START Supplied entries
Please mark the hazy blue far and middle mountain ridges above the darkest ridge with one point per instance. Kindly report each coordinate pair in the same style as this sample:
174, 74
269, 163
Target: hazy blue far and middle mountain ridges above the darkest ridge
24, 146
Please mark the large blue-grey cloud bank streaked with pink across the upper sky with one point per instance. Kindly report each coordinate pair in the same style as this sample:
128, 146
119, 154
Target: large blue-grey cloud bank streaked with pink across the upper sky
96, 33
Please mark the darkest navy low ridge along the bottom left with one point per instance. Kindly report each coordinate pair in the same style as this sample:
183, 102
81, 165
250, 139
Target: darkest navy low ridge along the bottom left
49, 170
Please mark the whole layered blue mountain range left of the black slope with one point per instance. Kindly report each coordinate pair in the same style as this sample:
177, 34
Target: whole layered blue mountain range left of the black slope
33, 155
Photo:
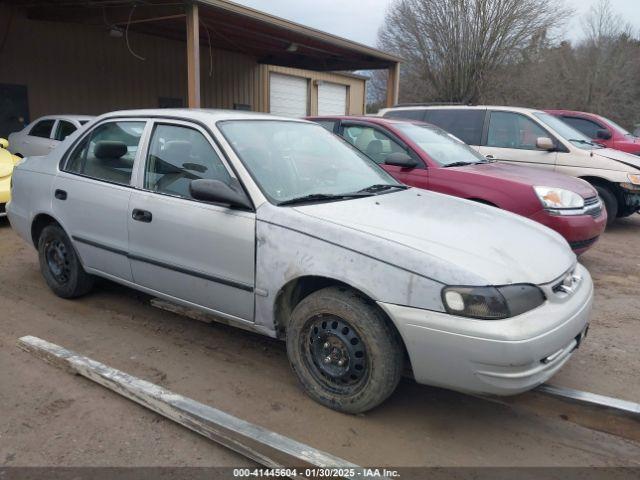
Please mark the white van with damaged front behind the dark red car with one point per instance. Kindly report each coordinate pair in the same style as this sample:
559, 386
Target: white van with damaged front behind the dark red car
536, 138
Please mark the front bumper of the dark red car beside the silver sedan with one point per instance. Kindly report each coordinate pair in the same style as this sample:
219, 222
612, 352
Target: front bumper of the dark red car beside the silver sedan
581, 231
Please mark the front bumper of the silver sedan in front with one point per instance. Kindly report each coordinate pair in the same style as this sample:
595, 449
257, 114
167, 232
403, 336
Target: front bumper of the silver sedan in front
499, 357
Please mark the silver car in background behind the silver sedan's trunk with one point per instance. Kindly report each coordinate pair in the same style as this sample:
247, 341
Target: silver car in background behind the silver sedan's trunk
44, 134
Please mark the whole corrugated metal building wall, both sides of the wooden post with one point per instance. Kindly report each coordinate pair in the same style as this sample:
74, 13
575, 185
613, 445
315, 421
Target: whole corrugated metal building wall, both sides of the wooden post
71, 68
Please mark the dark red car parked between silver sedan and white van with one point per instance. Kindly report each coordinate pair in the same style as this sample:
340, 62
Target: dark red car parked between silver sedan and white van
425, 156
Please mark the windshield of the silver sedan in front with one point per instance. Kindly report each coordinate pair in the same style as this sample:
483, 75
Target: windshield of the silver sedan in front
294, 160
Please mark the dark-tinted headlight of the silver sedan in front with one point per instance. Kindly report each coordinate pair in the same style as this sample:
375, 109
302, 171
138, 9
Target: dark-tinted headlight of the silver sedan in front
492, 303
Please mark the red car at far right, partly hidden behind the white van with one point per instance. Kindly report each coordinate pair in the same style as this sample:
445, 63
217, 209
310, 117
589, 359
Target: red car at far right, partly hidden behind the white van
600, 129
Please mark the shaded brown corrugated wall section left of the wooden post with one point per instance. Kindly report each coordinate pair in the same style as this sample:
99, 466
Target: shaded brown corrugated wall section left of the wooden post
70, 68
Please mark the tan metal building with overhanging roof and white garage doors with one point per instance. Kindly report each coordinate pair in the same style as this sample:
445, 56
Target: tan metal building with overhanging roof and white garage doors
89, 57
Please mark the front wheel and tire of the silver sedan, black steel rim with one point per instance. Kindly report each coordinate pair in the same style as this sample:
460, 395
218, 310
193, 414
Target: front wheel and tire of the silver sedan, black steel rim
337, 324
END Supplied entries
START Supplied entries
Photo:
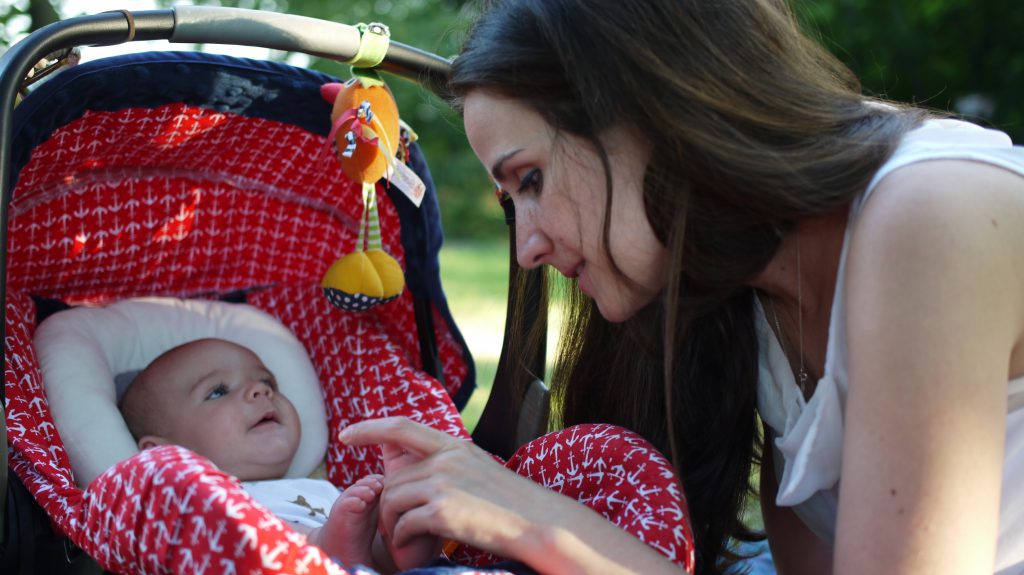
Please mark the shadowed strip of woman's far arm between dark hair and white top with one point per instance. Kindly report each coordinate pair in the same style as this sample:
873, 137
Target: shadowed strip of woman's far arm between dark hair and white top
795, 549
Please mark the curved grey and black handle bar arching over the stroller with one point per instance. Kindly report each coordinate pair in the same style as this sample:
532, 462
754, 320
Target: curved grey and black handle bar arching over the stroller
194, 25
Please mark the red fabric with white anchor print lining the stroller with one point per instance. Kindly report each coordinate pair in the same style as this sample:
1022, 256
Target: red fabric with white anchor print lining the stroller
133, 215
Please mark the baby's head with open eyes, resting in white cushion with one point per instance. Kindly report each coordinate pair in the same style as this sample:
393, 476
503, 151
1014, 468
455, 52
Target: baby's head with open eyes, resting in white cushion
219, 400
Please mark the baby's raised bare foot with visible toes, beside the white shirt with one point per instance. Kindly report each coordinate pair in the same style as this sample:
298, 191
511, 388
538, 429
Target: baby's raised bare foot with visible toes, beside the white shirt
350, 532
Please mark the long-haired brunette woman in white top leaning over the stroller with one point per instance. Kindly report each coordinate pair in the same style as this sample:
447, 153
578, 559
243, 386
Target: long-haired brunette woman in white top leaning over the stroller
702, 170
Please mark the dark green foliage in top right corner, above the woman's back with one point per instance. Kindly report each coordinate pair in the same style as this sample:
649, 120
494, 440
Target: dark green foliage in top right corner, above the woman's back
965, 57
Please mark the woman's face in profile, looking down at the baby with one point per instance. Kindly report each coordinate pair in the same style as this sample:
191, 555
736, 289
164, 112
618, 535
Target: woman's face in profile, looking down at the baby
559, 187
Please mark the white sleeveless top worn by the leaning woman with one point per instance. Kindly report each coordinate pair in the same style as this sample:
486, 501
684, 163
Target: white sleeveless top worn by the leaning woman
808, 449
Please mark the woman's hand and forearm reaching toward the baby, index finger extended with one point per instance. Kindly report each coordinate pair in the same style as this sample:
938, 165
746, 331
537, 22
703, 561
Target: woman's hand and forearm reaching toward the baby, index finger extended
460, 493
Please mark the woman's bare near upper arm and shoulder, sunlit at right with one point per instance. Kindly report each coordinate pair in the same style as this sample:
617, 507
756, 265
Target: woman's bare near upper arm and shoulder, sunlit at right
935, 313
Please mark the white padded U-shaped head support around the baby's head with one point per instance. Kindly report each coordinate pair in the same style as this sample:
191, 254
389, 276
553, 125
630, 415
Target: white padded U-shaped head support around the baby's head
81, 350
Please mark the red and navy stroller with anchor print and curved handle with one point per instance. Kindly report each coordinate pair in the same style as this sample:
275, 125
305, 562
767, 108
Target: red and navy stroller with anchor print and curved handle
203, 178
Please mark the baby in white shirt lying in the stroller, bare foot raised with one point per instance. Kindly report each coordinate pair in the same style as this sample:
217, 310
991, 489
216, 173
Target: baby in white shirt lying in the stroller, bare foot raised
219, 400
END Supplied entries
START Supplied entries
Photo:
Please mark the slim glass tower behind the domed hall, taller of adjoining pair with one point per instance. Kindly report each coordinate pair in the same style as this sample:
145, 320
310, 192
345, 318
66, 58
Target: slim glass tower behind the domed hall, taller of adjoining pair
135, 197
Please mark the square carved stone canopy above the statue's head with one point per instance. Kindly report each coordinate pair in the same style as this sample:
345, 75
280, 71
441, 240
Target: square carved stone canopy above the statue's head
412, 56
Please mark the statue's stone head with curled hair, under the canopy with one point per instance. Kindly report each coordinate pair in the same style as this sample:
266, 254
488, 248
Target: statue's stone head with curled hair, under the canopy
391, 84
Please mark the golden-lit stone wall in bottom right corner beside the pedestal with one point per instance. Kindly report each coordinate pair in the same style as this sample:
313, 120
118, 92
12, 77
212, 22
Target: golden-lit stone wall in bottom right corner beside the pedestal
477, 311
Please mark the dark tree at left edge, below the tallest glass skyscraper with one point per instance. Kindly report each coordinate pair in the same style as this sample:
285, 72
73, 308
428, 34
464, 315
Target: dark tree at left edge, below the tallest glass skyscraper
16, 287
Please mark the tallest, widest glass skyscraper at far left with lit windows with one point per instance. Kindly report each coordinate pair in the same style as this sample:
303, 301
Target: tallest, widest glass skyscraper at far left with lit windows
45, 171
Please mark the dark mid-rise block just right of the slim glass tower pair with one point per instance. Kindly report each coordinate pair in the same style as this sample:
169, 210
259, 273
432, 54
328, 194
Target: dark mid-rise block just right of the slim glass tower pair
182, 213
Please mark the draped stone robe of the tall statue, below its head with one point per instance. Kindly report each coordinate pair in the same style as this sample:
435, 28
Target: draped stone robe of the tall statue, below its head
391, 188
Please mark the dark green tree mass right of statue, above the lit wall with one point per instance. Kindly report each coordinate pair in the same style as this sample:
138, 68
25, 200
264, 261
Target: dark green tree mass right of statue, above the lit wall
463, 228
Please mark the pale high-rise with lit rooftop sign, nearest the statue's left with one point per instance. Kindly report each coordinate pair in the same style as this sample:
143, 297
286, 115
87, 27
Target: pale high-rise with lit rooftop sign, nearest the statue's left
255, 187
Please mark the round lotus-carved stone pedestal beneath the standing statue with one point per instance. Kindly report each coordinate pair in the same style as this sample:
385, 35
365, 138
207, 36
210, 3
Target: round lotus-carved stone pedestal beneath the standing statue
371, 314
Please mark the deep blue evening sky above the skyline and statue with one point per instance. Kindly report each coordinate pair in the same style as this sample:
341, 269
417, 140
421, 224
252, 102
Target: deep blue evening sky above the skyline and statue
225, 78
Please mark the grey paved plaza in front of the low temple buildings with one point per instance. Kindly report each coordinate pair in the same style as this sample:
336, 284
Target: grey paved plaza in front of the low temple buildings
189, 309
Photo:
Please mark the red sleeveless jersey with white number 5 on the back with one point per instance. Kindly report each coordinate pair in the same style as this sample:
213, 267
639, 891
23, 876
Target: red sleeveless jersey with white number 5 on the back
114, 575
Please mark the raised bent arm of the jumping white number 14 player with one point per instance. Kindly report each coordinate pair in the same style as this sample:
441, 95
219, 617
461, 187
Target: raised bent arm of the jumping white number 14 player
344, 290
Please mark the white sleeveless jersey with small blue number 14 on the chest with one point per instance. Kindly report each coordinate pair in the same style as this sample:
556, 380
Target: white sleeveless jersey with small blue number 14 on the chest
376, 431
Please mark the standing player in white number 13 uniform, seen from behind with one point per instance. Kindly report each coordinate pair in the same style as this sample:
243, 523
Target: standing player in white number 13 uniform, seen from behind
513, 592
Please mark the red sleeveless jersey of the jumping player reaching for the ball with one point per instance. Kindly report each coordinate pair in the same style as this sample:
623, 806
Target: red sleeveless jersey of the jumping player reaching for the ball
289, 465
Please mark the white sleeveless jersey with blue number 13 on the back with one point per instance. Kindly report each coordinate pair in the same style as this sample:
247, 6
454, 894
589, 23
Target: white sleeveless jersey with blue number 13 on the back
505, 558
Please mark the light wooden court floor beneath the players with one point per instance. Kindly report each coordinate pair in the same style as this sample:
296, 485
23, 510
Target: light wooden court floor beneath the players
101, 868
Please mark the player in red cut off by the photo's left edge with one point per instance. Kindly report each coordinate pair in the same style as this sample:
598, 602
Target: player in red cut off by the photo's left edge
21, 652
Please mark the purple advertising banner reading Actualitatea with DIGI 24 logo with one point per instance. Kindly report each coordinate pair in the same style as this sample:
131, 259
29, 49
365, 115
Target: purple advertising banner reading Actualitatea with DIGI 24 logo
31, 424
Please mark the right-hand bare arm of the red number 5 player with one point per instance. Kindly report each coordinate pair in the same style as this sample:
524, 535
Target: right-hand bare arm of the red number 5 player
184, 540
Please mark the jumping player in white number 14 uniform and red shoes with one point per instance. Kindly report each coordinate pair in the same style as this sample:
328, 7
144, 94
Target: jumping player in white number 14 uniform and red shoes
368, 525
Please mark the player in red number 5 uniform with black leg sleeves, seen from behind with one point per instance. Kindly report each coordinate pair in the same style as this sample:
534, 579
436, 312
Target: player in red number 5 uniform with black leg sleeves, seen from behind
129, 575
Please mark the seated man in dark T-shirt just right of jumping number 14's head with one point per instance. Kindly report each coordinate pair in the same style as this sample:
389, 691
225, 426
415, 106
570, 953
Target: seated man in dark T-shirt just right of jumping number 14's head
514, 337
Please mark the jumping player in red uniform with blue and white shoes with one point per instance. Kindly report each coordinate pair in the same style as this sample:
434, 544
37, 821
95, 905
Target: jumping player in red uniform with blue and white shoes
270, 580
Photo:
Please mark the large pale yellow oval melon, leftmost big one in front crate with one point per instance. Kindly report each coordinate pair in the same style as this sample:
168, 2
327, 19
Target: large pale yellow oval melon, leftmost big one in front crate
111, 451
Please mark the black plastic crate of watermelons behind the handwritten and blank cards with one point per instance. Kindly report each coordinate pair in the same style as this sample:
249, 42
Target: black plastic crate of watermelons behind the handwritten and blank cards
END Supplied entries
= What you will do =
Reply with every line of the listing that has the string "plastic".

= Result of this task =
Please mark the black plastic crate of watermelons behind the handwritten and blank cards with one point per instance. Kindly report each coordinate pair in the same style as this sample:
Target: black plastic crate of watermelons behind the handwritten and blank cards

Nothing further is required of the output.